■ Action item ■
The answer should be each line from the entries below that has the word "water" in it.
------------------------------------------------------------------------
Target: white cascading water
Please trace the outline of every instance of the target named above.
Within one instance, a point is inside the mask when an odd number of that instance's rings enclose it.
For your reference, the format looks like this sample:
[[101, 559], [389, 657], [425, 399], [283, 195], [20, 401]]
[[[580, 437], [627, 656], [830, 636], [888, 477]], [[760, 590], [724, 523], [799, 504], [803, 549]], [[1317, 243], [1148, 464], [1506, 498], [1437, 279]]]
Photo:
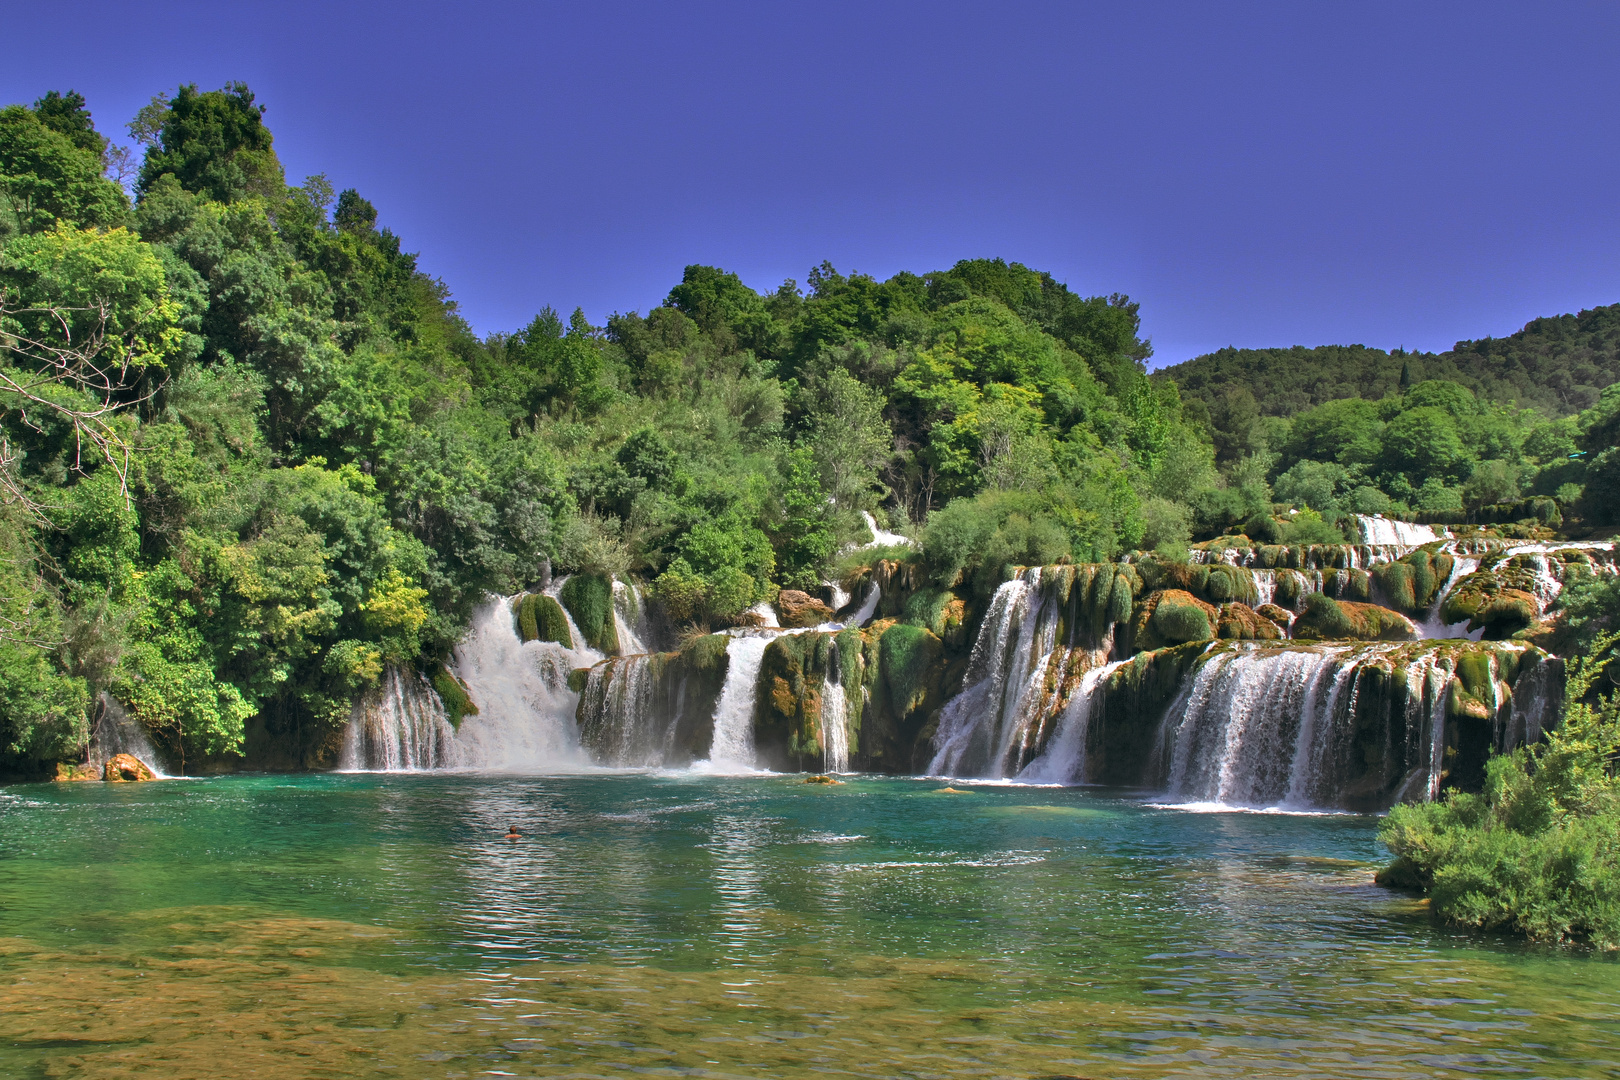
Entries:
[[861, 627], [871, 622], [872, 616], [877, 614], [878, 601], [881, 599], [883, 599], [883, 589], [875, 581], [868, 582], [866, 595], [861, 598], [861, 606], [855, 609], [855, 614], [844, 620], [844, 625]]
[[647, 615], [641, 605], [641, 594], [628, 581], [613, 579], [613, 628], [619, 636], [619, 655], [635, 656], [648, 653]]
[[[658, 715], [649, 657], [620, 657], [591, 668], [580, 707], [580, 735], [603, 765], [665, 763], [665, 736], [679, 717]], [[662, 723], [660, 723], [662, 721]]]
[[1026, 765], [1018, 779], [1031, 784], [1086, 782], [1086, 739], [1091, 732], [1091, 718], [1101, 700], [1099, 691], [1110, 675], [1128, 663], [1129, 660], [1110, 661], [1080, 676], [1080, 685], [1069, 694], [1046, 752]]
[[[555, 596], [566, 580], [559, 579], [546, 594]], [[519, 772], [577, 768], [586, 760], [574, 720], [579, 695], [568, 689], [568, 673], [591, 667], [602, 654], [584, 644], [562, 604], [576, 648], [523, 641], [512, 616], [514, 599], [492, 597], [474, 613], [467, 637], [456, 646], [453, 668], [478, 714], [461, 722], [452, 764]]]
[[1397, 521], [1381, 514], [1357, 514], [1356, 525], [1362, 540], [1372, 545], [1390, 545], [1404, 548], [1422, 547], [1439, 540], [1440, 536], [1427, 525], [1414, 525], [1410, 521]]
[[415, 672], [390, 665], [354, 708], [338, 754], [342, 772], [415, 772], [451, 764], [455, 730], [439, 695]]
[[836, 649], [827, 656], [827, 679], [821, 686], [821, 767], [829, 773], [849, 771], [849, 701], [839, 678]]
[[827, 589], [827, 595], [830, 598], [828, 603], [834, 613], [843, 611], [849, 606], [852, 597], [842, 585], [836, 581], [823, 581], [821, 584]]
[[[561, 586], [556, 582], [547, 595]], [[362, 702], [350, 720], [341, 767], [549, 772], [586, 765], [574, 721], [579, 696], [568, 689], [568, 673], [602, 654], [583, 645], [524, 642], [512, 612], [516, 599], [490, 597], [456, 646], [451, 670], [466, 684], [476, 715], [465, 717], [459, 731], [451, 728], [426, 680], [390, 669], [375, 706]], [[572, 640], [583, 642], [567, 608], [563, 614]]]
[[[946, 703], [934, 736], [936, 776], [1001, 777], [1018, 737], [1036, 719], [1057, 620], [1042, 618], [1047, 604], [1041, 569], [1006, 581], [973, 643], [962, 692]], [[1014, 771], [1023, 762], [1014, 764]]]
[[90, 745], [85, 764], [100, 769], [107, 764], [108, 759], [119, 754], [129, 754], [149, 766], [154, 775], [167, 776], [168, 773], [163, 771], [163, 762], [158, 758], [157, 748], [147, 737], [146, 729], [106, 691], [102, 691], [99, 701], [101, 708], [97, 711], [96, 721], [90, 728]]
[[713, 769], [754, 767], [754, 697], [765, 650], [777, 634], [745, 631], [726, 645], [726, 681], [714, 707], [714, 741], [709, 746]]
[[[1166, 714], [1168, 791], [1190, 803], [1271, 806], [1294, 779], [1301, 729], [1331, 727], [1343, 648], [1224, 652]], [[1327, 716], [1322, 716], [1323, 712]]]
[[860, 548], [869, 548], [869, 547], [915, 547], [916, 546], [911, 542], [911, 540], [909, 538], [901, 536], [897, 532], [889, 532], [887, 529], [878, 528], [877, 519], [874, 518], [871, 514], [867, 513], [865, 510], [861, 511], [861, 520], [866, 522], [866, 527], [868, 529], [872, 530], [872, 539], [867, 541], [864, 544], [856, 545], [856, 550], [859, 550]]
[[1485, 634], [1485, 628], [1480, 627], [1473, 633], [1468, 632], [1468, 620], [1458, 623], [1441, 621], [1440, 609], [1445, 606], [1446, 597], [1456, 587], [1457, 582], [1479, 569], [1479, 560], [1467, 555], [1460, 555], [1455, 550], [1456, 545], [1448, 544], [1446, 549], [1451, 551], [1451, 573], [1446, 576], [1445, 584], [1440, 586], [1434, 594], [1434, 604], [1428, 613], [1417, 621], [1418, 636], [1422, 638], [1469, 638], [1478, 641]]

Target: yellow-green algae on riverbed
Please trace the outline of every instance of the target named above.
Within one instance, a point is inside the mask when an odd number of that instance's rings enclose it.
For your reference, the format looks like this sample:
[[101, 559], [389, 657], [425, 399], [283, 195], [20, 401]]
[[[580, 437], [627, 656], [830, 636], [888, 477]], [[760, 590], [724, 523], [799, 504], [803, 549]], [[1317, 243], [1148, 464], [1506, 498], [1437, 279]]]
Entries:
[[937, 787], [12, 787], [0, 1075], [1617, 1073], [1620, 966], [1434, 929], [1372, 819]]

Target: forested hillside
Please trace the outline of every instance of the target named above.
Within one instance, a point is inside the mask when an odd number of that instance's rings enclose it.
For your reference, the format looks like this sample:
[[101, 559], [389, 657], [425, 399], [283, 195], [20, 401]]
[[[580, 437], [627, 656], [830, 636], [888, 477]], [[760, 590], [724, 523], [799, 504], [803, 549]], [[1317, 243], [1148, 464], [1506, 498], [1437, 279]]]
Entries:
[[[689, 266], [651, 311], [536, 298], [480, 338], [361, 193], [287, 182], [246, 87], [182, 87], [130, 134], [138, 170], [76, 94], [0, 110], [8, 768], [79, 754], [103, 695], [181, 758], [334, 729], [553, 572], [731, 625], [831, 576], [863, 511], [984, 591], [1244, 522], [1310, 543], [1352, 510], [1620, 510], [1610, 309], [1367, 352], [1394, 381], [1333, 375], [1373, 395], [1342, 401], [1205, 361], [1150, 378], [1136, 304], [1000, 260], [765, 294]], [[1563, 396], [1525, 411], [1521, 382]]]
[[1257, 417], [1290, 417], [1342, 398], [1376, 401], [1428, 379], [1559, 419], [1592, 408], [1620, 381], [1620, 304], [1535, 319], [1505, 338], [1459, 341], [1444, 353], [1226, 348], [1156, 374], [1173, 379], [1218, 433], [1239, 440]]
------------------------------------------------------------------------
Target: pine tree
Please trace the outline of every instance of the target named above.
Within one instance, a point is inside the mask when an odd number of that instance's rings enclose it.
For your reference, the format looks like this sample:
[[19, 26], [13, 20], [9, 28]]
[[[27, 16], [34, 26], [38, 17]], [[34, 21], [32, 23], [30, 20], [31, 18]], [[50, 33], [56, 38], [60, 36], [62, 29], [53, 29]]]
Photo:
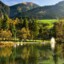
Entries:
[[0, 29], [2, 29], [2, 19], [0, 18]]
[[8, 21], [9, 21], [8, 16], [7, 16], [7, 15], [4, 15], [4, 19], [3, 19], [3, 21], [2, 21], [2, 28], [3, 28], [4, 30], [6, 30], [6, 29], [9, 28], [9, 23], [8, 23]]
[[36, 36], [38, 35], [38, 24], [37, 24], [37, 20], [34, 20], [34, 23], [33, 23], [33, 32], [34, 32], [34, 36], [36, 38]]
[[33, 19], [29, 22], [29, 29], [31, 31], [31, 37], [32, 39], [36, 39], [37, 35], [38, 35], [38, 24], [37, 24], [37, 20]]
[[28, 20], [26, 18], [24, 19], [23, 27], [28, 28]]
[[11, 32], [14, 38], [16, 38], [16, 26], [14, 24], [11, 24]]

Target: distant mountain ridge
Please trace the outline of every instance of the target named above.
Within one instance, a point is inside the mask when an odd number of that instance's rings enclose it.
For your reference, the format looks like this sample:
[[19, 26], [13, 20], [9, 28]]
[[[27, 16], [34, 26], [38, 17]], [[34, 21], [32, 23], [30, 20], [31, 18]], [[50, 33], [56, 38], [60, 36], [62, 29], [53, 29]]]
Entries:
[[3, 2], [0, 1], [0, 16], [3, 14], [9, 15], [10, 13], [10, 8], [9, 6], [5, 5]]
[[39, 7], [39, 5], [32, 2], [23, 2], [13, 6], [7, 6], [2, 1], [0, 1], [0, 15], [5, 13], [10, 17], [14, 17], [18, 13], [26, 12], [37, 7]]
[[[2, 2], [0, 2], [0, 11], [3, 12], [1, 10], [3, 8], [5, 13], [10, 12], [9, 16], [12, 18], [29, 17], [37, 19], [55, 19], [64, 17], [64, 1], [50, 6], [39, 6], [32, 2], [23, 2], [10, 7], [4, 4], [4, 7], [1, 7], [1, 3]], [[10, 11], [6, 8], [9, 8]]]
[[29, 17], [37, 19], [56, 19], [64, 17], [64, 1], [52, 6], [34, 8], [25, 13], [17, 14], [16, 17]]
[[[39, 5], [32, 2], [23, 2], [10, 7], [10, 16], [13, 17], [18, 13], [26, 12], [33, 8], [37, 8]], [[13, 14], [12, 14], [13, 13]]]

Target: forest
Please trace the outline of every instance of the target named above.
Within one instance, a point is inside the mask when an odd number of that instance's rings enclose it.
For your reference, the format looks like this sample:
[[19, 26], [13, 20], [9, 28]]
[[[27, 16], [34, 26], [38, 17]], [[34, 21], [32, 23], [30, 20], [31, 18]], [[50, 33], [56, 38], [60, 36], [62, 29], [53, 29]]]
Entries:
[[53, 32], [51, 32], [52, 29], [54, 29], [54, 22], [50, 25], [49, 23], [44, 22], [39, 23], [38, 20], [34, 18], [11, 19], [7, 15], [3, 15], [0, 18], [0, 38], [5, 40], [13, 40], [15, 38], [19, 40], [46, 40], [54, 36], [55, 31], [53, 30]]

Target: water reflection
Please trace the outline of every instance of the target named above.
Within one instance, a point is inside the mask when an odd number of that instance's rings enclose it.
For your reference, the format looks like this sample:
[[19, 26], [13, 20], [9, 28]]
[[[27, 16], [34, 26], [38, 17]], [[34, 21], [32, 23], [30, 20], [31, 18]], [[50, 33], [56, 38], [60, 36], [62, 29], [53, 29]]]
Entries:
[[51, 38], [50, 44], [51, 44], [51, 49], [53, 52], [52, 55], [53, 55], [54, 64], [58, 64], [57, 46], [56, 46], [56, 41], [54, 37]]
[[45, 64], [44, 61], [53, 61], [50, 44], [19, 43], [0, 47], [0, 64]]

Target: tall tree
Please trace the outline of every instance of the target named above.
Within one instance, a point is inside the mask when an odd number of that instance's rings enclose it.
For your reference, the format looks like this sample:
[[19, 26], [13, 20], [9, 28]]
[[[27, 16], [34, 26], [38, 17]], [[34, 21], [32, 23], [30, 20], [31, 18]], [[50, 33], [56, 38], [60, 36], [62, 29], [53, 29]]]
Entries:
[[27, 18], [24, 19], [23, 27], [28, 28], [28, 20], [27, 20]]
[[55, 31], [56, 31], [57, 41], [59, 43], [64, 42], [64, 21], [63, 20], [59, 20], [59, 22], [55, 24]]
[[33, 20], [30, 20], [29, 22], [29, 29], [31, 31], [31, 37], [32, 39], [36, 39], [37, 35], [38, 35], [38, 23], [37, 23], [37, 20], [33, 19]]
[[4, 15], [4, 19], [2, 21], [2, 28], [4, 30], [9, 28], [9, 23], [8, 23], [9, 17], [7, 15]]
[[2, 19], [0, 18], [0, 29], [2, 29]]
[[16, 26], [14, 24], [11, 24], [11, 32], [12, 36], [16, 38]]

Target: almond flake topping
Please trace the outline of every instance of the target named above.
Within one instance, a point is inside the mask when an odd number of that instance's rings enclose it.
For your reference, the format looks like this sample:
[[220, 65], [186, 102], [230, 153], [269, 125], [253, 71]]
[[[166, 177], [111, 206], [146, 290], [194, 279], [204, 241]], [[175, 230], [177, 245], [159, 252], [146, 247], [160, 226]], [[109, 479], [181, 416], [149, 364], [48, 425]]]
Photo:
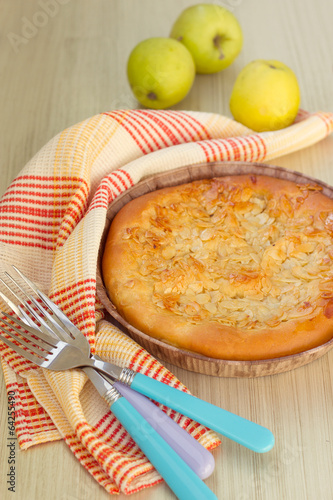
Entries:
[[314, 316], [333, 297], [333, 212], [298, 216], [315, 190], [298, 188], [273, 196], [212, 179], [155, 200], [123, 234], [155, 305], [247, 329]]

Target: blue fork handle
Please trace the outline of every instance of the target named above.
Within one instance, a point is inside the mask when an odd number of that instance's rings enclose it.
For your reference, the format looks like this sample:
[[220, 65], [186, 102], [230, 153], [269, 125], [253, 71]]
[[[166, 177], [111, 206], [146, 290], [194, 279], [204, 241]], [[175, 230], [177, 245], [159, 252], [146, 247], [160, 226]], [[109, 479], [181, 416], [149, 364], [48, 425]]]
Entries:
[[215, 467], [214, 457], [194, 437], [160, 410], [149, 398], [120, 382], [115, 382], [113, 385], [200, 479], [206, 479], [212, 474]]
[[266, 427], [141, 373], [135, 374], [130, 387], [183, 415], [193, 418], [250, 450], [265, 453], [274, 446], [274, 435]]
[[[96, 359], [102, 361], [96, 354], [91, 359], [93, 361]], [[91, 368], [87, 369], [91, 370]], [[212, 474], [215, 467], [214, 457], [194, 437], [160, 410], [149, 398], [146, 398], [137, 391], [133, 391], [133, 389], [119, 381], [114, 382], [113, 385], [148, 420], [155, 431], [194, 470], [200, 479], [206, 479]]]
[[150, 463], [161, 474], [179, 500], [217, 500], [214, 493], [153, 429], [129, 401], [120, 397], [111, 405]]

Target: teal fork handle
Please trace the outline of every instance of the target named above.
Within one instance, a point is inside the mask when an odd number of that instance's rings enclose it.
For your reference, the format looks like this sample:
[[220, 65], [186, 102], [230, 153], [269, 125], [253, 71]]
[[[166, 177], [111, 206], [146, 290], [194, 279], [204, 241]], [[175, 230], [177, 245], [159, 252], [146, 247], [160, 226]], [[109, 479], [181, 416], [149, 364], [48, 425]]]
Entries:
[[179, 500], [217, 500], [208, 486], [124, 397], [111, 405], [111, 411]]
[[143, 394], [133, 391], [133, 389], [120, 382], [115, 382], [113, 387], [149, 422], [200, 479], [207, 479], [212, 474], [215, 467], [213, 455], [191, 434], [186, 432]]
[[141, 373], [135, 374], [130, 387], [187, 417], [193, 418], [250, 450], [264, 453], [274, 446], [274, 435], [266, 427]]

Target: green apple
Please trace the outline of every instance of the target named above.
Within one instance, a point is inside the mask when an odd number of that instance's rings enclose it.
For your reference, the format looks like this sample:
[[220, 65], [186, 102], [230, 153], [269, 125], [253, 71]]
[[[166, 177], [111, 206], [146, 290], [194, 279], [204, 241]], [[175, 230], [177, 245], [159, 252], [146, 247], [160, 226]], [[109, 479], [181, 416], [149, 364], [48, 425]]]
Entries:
------------------------------------------------------------------------
■ Exercise response ■
Target: white cascading water
Target: water reflection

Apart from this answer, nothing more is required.